### [EXCERPT]
# # # # # # #
Tuesday, September 26, 2006
A short update
And I got the ECU mods done to the Megasquirt that I need for an HEI ignition. Tested it on the Stimulator and it seems to be working all right. I had actually sort of wondered if the input circuit would still work with the Stim, since the HEI mods involve a fair amount of changes there. It turns out that it doesn't seem to make much difference as far as the Stim is concerned.
The freshly repaired LC-1 arrived today. Hopefully tomorrow I'll be able to wire it in place and crank the Dart up!
Saturday, September 23, 2006
Installing an HEI ignition on the Dart
With Megasquirt, I can put the spark under computer control. While the V3 board has built in spark features that let it act as an ignition module, I have a V2.2 board. So I decided my best bet was to use a Lean Burn distributor and a GM 7 pin HEI module. Well, actually, it was an HEI module made by Standard Motor Products, so I hope this won't be quite as offensive to Mopar purists as the Ford throttle body.
I completed the underhood wiring today, including swapping out distributors. I guess I've had a bit more experience working in cramped conditions than when I first started working on the Dart, because I remember the last time I had the distributor cap off, I couldn't get one of the clips on without removing the oil filter. It's one of the few things I don't like about the slant six, the way they crammed the distributor into such an awkward location. I also put on an Accel Super Stock coil.
Now all I have left to do with the ignition wiring is adding the mods to the Megasquirt itself.
Still waiting on the LC-1 to get back - I've got an email from Innovate that it's in the mail.
Labels: Dodge Dart
Is this the ancestor to the CX500?
Speaking of the CX500, I had a bit of a problem with mine. Turns out when I tried to fix the stuck needle, I put the float in upside down. The result was a bike that either wouldn't run or only ran on one cylinder. I got that fixed today.
Monday, September 18, 2006
I hate it when I do that.
Fearing the worst, I took the Nissan to work and tore into the Honda's carburetor when I got home. The float didn't show any signs of damage, and when I put it back together everything worked fine. Quite a relief that this didn't cost me anything besides a little time.
Saturday, September 16, 2006
The CX500 is back together.
Not that the brackets I'd jury rigged were much better, as the fairing doesn't quite look like it's on there straight (Note: Even if I did have standard Emgo brackets, I doubt they would have fit a standard CX500. The headlight mounting screws are in a really weird place.). Oh well... like I said earlier, it's a beat up old bike and I don't really have to care about it looking perfect. Here's a few pictures of how the CX500 looks now as a cafe racer. Well, sort of a cafe racer - for the complete look I'd want to switch seats and remove the luggage rack, but this bike is meant to be practical if nothing else.
Thursday, September 14, 2006
CX500 progress, and another announcement
It would be nice to be able to ride it to work tomorrow, but it looks like that wasn't to be.
However, this time I have work to ride it to, for a change. I've just taken a job with DIY Autotune, and I'm starting tomorrow.
I wonder if Jay Leno might be interested in this...
# # # # # # #
### [RECORD LIST]
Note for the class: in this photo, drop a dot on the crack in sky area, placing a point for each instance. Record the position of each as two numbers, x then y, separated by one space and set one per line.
# # # # # # #
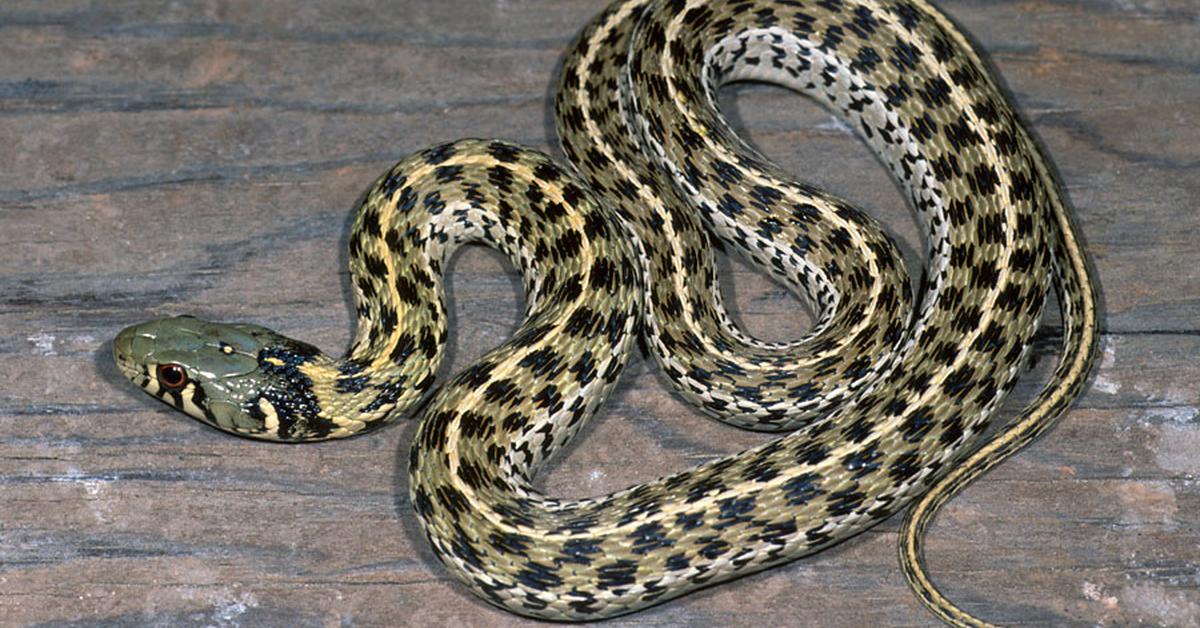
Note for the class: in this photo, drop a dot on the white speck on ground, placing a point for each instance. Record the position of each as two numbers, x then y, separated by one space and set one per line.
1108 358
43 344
# # # # # # #
### [EXERCISE REQUIREMENTS]
Write a continuation of the car and motorcycle project blog above, starting after its last sentence.

### [REPLY]
Labels: Automotive Awefulness
Tuesday, September 12, 2006
Vin Diesel makes an unlikely muse
My inspiration - if it could be called that - for taking writing seriously is a rather amusing one. I'd written some books as a kid that never got past the first chapter. What got me to try taking writing a bit more seriously was, of all things, watching The Fast and the Furious when it came out. This movie did for technical accuracy what Ed Wood Jr. did for continuity editing. I laughed at quite a few scenes that were supposed to be serious.
The plot and characterization were equally bad. I know what you're thinking - what guy criticizes a car movie because of those? Traditionally, a car movie can get away with characters who have as much depth as a piece of sheet metal. But they still need to do things for believable reasons. It just wouldn't do, for example, to have Sheriff Buford T. Justice suddenly deliver the keynote address at an NAACP conference without a very compelling explanation as to how he'd changed his ways enough to get an invitation (Remember, "Who's the sheriff here, boy?"). The ending of The Fast and the Furious left me completely puzzled as to why Paul Walker took the actions he did - no real forshadowing, no explanation, no nothing. I left the theater thinking, "I could write a better car movie script than that!"
So I tried.
And wound up with something long and unfinished, and now most of its gags are hopelessly out of date. But once I'd opened that valve, I couldn't get it closed. I started writing some other things - first a book on car mods (now on its second draft) and now a fantasy novel, plus this blog and some articles I've pitched to various magazines. It's addictive.
Up next is Organized Chaos.
Here's a list of all participating blogs:
Just a Small Town Girl
A View From the Waterfront
Mad Scientist Matt
At Home, Writing
Writing From Within
Pass the Torch
Fireflies in the Cloud
Sounds of Serenity
Kappa no He
Of Chapters and Reels
Curiouser and curiouser
The Road Less Traveled
Time out for some plain old mad science
The Disgruntled Chemist: Diet Coke and Mentos: An Experimental Study
Namely, they've tried to see how the brand of soda, the container size, and the brand of mints affects the reaction. While the soda brand didn't seem to matter, it seems you need as big a container as you can find, and Mentos work a lot better than anything else. The Disgruntled Chemist also included a link to a very crazy video that shows two British guys horsing around with thermite. At one point, they use it to destroy a derelict car.
(Found via The Road Less Traveled.)
Monday, September 11, 2006
CX500 progress and setbacks
On the downside, I managed to break the one cable that I didn't replace, the choke cable. Looks like I need to order a new one of those too.
Saturday, September 09, 2006
Turbo slant sixes on YouTube
Friday, September 08, 2006
I wonder if this has anything to do with Erin Brockovich?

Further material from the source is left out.